Point-per-instance localization data:
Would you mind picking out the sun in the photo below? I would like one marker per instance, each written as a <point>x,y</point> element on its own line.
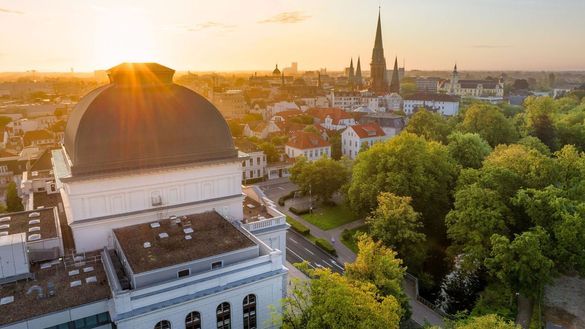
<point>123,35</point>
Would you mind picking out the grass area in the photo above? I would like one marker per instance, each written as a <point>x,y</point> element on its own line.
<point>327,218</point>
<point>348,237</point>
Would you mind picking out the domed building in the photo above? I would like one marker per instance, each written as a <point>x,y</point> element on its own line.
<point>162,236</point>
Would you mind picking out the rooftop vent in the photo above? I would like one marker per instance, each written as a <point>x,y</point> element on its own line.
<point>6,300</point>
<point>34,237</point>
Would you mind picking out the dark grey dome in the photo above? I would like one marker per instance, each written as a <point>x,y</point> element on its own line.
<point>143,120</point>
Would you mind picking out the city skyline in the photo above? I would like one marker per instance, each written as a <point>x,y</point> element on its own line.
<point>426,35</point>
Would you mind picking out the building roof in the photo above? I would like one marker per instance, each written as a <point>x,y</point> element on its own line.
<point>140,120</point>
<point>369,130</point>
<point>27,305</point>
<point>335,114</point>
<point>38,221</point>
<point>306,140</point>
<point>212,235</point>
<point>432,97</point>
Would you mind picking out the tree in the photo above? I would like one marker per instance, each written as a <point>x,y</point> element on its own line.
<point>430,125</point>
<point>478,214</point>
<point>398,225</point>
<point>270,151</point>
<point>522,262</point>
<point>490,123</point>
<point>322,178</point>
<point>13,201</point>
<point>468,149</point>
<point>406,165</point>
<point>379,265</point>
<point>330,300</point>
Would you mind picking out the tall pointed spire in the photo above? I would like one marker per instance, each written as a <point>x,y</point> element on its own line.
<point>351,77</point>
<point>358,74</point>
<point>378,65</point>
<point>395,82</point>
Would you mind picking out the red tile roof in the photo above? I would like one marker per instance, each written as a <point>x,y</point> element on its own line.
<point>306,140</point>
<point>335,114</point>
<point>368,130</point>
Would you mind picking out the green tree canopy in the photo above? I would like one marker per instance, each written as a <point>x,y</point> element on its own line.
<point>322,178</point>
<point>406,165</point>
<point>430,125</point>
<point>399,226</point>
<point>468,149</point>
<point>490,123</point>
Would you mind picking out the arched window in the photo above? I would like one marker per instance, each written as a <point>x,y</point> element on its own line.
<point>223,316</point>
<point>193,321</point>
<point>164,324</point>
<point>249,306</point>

---

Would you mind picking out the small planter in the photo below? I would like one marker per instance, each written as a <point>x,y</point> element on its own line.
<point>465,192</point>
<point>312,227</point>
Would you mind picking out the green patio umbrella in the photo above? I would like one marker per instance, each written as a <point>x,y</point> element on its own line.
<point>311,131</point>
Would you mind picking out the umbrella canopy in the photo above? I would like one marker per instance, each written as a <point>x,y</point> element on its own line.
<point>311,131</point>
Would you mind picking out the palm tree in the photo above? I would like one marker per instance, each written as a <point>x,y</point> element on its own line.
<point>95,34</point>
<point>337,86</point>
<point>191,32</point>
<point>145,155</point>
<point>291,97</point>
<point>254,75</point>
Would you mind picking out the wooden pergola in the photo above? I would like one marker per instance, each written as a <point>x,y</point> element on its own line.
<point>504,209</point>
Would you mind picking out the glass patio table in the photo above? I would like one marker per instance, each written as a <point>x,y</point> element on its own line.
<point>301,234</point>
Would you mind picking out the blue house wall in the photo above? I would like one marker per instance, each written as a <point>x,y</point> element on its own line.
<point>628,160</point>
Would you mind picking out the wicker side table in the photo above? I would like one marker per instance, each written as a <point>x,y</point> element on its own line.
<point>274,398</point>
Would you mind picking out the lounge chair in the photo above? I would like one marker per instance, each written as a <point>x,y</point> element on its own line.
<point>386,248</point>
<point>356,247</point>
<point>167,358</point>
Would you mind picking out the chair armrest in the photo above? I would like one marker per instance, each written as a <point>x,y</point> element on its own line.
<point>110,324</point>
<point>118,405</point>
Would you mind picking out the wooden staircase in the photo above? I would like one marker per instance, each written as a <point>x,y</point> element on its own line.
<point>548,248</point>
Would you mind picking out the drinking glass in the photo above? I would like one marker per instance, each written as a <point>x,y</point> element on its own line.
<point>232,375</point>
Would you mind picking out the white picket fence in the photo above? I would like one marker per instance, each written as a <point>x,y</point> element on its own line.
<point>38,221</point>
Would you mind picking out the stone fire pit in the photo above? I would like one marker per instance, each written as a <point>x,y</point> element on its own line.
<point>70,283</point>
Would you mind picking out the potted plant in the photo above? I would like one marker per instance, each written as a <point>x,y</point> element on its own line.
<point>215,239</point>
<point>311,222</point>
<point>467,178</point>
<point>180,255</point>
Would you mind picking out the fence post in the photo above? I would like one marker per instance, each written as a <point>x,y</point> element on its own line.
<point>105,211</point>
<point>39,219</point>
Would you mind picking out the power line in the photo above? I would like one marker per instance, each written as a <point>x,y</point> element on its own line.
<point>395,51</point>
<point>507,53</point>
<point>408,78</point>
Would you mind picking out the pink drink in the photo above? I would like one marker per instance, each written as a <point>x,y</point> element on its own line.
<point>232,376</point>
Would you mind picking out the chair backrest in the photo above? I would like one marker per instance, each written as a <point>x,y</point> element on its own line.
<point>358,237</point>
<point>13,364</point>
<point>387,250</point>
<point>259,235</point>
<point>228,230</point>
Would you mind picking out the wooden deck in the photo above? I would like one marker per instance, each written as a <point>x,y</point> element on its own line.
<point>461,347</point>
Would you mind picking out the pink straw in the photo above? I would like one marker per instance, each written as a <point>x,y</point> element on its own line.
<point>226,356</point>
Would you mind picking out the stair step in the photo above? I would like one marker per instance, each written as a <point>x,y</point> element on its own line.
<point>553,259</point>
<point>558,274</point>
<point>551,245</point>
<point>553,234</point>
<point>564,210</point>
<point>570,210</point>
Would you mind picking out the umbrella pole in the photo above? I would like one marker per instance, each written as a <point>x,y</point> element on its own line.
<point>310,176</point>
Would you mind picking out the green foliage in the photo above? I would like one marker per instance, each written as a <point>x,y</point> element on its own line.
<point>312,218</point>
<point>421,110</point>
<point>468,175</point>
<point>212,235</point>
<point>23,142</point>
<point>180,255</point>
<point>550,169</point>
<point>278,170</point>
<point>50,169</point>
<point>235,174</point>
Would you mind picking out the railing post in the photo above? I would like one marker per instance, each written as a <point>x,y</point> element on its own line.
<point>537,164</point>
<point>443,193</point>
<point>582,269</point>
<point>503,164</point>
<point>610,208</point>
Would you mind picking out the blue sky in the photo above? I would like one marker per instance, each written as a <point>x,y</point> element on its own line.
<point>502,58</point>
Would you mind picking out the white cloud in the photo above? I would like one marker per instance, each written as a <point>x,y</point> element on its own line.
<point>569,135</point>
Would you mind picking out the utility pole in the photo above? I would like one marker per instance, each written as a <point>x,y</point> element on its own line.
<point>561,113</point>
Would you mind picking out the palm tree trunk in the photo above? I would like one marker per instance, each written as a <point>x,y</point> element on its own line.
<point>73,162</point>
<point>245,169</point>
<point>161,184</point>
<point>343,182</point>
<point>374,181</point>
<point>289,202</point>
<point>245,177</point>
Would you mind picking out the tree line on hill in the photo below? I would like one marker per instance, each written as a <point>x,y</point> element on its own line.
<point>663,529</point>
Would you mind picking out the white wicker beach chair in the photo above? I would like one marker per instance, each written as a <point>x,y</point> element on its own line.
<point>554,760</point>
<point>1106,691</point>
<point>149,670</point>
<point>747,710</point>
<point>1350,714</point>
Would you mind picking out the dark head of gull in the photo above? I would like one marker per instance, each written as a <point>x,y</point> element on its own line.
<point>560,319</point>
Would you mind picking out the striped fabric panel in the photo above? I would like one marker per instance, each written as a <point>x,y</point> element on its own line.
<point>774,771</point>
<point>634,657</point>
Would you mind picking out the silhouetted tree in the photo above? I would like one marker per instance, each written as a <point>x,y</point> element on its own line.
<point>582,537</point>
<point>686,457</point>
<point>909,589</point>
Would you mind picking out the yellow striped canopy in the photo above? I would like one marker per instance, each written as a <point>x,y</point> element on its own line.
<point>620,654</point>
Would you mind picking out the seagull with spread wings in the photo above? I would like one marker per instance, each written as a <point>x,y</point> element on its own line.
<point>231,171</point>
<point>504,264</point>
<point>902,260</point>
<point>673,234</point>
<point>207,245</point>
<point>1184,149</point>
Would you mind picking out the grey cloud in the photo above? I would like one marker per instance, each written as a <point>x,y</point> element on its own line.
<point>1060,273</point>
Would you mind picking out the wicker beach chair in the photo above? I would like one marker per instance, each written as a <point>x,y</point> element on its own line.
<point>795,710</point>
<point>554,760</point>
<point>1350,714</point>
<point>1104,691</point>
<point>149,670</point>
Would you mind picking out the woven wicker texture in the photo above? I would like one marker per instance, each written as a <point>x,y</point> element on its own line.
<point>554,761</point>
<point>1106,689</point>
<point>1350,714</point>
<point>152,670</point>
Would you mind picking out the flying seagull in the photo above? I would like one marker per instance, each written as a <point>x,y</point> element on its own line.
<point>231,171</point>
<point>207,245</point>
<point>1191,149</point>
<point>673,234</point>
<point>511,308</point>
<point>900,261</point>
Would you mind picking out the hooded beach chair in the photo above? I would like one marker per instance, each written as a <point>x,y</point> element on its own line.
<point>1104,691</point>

==

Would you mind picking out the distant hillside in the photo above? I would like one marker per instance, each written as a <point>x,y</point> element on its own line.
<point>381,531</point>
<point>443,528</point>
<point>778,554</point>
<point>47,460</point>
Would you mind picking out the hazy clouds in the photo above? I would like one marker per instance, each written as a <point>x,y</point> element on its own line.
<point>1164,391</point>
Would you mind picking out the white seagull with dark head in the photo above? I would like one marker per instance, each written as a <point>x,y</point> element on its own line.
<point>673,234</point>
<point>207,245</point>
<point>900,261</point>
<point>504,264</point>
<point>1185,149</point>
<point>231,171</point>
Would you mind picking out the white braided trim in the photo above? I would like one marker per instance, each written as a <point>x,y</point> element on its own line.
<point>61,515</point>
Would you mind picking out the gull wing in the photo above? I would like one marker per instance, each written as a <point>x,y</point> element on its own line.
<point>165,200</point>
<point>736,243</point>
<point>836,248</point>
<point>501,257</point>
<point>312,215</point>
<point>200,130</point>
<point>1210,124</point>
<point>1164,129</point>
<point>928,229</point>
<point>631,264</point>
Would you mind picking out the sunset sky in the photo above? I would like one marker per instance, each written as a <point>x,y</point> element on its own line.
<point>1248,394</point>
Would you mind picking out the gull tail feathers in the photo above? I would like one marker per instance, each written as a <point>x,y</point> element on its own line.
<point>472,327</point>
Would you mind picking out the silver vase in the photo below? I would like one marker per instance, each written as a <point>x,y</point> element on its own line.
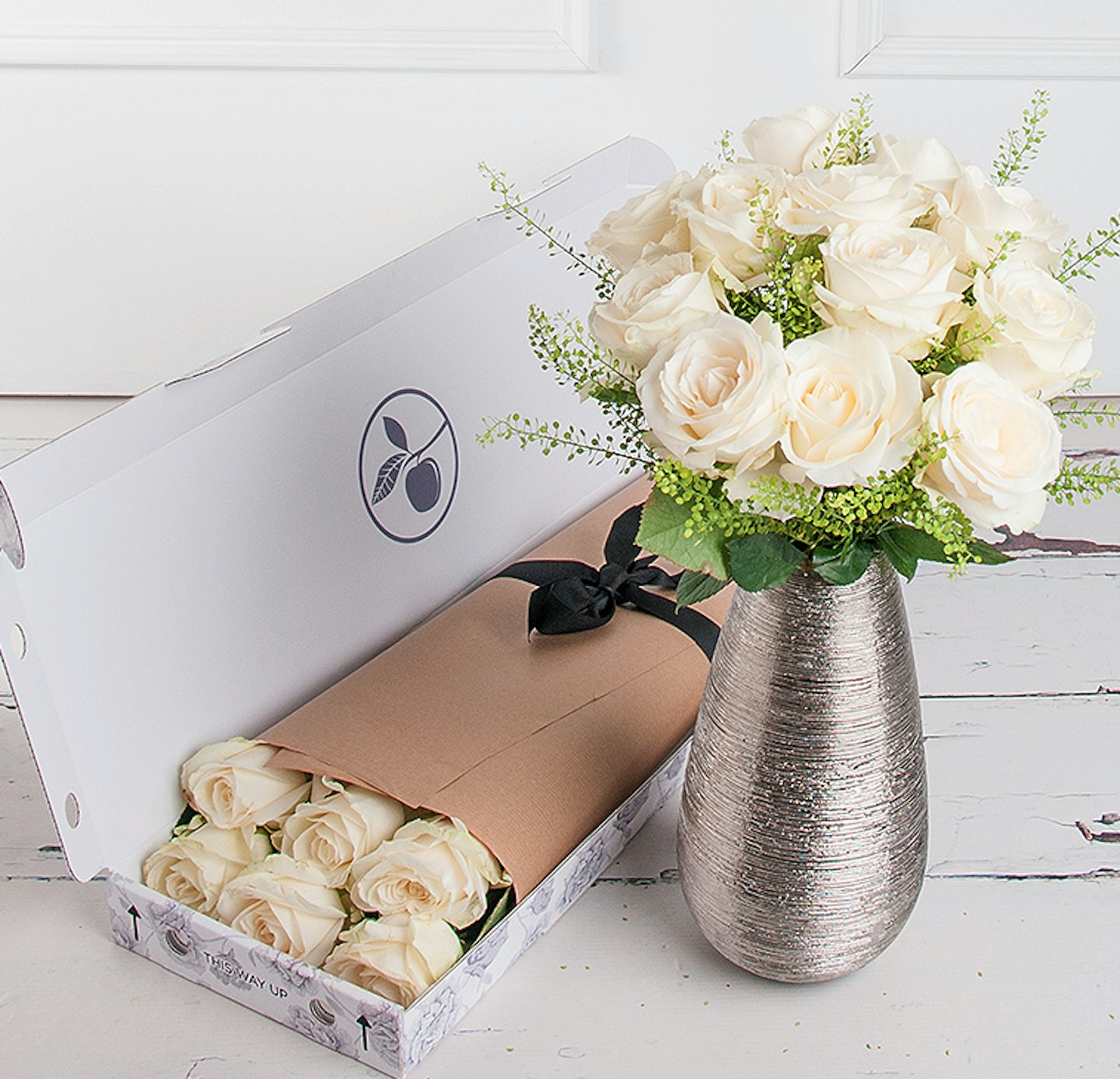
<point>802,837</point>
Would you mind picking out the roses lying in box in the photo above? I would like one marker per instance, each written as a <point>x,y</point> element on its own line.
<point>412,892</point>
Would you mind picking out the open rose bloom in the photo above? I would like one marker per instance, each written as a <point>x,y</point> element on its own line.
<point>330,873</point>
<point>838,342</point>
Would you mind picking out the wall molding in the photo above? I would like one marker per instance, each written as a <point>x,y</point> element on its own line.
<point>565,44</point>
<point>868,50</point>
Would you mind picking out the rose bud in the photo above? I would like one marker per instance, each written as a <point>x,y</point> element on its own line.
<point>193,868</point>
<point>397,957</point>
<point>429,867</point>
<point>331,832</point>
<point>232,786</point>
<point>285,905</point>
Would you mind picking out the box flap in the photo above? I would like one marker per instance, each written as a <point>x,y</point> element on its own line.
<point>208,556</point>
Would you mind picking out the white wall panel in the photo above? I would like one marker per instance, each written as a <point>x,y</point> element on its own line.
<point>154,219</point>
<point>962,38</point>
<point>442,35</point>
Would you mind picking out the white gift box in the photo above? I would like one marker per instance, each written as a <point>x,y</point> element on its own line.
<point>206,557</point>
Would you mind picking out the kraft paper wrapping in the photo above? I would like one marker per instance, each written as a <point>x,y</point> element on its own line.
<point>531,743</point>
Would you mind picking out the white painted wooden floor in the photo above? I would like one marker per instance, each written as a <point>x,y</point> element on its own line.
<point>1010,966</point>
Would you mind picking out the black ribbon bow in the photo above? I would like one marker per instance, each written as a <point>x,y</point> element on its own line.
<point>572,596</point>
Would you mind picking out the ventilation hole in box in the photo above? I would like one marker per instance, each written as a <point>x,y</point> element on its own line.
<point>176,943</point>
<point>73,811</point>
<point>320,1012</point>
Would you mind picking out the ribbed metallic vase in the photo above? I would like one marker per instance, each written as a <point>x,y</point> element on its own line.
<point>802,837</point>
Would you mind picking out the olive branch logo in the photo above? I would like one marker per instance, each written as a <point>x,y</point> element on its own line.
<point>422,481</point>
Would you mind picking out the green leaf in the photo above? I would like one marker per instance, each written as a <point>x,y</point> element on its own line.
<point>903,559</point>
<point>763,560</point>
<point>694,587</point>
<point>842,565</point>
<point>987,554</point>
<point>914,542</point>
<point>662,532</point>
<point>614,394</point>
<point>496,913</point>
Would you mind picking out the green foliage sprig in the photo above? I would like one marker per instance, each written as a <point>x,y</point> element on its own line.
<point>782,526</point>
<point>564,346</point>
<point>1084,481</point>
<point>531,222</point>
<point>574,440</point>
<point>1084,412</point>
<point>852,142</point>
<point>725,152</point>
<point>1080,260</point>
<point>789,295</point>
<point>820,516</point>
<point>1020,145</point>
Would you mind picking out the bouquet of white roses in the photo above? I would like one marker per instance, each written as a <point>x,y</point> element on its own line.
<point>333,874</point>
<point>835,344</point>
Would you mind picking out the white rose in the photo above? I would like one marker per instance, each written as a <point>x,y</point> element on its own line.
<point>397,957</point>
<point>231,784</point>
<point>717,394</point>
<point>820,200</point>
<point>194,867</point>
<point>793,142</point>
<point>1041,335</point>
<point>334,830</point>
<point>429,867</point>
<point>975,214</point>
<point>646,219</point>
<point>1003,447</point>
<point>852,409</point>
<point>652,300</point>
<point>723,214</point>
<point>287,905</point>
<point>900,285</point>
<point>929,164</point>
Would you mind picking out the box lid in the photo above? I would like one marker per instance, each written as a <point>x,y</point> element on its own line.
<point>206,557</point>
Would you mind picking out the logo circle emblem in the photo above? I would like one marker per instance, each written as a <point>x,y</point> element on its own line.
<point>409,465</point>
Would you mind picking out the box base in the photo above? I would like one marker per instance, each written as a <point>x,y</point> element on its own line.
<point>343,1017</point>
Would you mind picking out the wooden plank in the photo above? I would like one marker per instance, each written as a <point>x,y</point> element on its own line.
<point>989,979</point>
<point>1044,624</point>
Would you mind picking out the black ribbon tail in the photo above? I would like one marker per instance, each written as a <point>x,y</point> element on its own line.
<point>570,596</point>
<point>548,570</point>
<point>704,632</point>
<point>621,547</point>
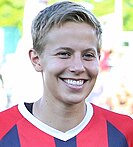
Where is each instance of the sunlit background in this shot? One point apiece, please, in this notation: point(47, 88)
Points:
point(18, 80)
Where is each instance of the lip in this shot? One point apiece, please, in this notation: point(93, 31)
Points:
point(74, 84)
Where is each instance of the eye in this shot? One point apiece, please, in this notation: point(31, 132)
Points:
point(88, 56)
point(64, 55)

## TO DO
Lines in the entries above that hold "notation" should be counted; give only that count.

## THE ANSWER
3